● TEXT EXTRACT:
=======

Core java fundamental help

P

pras.vaidya

Hello all , I am a newbie in java .Learning core java concepts and i
got confused with this piece of code . The output of code is "Extends
Super" . First time it prints Extends because of overriding but why it
prints " super" later.

Thanks in advance.

Code goes as follow


class SuperShow{
public String str ="Super";
public void show(){
System.out.println(str);
}}
class ExtendsShow extends SuperShow{
public String str = "Extend";
public void show(){
System.out.println(str);}
public static void main(String[]args){
ExtendsShow ext = new ExtendsShow();
SuperShow sup = ext;
sup.show();
//ext.show();
System.out.println(sup.str);
//System.out.println( ext.str);
}}
 
C

Chris Uppal

pras.vaidya said:
class SuperShow{
public String str ="Super";

That defines a field in SuperShow called "str".

class ExtendsShow extends SuperShow{
public String str = "Extend";

That defines /another/ field, in ExtendsShow, which is also called "str". So
now you have two fields with the same name (fields don't override in the way
that methods do).

Now, in:
ExtendsShow ext = new ExtendsShow();
SuperShow sup = ext;
System.out.println(sup.str);

when your code refers to the "str" field of an object only known to be of type
SuperShow, Java understands that to be a reference to the first field. If you
have written:
System.out.println(ext.str);
then Java would have taken it to be a reference to the second field. Even
though "sup" and "ext" refer to the same object, it has two separate fields
with the same name (but different values), so it makes a difference which one
the code refers to.

In general it's not a good to give a subclass a field with the same name as a
(visible) field in a superclass -- precisely because it is likely to confuse
you ;-)

-- chris
 
K

Kevin

well i am not quite sure, but as far as i know this is quite simple.
if you create a class with "extends" then you override the methods, but
not the variables.

if you call "sup.show()", you call a method and so you use the "new"
method of ExtendsShow.

Later you print "sup.str". This is no mehtod and that's why you get the
String from the orignial class.

i hope that helps you..

cheers,
kevin
 
K

kittu

pras.vaidya said:
Hello all , I am a newbie in java .Learning core java concepts and i
got confused with this piece of code . The output of code is "Extends
Super" . First time it prints Extends because of overriding but why it
prints " super" later.

Thanks in advance.

Code goes as follow


class SuperShow{
public String str ="Super";
public void show(){
System.out.println(str);
}}
class ExtendsShow extends SuperShow{
public String str = "Extend";
public void show(){
System.out.println(str);}
public static void main(String[]args){
ExtendsShow ext = new ExtendsShow();
SuperShow sup = ext;
sup.show();
//ext.show();
System.out.println(sup.str);
//System.out.println( ext.str);
}}

Hai friend, when you are calling sup.show() it displays
"Extend",because of overriding.ok you know it.your question is later
why it displays "super"?

=======

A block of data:
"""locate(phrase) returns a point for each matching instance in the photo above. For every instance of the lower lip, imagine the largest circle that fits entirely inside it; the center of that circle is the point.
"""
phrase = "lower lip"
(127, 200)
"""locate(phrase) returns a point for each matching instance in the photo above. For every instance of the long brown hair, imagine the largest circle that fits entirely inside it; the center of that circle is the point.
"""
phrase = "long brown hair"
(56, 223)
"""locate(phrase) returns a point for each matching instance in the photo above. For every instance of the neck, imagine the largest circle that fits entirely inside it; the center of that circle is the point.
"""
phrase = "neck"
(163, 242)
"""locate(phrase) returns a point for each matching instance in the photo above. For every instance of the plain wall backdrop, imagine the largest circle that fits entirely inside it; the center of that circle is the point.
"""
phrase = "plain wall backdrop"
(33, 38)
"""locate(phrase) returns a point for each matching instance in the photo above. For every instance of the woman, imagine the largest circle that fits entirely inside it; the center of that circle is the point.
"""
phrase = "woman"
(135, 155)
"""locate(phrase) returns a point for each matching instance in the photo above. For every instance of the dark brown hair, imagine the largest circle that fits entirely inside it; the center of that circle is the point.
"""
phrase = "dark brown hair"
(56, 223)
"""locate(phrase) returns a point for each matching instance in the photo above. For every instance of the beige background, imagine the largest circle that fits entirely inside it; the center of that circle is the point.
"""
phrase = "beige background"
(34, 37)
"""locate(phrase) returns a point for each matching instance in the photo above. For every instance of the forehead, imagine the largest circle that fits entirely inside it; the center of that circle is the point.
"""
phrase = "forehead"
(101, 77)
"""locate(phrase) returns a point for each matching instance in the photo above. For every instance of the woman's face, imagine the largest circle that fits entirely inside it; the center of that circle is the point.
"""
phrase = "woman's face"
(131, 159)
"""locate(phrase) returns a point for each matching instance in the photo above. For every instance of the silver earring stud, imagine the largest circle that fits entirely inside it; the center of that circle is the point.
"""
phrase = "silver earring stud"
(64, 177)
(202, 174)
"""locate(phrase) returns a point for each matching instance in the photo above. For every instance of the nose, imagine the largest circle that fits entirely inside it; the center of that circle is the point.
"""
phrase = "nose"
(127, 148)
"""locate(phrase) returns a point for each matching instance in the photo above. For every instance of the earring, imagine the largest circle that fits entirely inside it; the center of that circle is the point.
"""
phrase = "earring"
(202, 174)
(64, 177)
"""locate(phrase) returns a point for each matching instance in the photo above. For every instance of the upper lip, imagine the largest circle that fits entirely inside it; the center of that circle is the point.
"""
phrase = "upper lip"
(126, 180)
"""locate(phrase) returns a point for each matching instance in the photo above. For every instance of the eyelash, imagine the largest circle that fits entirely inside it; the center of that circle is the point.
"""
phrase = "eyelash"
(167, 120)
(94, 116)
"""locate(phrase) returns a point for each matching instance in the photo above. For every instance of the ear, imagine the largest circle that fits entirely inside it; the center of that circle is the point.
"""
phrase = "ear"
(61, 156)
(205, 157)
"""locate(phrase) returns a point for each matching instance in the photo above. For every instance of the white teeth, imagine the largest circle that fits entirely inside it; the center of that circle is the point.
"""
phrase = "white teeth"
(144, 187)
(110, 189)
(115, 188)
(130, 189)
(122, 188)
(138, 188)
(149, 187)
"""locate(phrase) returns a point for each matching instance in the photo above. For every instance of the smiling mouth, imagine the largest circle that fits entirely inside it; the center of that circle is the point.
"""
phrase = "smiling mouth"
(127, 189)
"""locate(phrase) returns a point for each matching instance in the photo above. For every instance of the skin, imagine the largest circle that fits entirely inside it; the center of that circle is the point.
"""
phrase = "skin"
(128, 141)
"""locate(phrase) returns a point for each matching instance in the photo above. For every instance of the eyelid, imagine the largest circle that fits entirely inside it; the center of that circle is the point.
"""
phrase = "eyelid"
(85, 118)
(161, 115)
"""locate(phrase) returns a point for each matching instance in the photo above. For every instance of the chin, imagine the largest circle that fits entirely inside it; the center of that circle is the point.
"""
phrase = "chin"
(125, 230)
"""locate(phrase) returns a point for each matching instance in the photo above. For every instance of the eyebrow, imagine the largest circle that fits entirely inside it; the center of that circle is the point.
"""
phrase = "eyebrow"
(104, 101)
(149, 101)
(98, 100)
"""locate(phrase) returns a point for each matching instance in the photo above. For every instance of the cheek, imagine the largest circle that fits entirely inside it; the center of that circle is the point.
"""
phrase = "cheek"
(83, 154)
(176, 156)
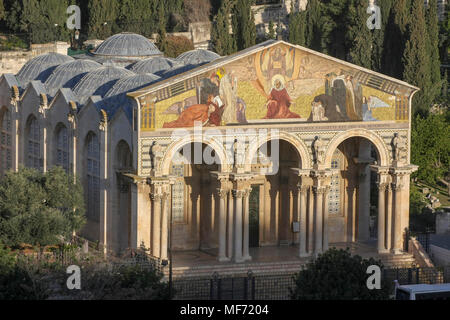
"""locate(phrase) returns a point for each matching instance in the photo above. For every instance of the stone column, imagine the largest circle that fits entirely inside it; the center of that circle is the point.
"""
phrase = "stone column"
(363, 202)
(104, 181)
(302, 208)
(325, 218)
(389, 218)
(156, 223)
(222, 225)
(230, 237)
(351, 226)
(238, 195)
(397, 247)
(310, 224)
(318, 215)
(165, 222)
(245, 242)
(381, 217)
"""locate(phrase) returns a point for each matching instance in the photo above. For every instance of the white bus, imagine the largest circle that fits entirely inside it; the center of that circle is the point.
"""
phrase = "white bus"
(422, 291)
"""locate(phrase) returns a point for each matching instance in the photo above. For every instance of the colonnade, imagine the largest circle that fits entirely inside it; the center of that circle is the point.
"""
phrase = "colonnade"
(312, 214)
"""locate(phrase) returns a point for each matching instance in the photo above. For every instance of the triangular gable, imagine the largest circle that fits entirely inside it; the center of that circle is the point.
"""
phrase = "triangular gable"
(274, 82)
(252, 50)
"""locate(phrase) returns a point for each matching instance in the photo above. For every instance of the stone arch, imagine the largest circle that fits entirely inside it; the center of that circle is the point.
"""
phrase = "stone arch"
(164, 168)
(377, 141)
(297, 143)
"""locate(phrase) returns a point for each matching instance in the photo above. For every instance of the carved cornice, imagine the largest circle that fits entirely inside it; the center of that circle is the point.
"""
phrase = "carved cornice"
(222, 193)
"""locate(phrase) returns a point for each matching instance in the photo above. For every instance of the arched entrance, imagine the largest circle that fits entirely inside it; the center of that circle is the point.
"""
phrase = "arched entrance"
(275, 185)
(194, 203)
(123, 164)
(352, 196)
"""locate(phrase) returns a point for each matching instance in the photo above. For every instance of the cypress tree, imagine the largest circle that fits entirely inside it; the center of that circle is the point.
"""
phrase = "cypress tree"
(161, 42)
(433, 50)
(222, 41)
(297, 27)
(244, 28)
(395, 40)
(333, 25)
(102, 18)
(137, 16)
(416, 59)
(359, 36)
(271, 33)
(313, 32)
(379, 35)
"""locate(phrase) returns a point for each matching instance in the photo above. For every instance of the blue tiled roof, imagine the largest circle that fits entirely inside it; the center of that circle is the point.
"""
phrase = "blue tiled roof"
(98, 82)
(40, 67)
(68, 74)
(156, 65)
(116, 97)
(127, 45)
(197, 57)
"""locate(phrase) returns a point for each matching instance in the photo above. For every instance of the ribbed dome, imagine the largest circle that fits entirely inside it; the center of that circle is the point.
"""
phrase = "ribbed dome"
(127, 45)
(98, 82)
(68, 74)
(177, 70)
(40, 67)
(197, 57)
(116, 97)
(131, 83)
(156, 65)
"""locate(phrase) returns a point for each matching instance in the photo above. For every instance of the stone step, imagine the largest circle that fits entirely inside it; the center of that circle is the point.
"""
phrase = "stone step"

=======

● LIST OF TASKS:
A - Reproduce the part of the Java forum thread starting at "if you create" and ending at "method of ExtendsShow.".
B - Name everyone who posts in the Java forum thread.

● RESPONSES FOR EACH TASK:
A -
if you create a class with "extends" then you override the methods, but
not the variables.

if you call "sup.show()", you call a method and so you use the "new"
method of ExtendsShow.

B -
pras.vaidya
Chris Uppal
Kevin
kittu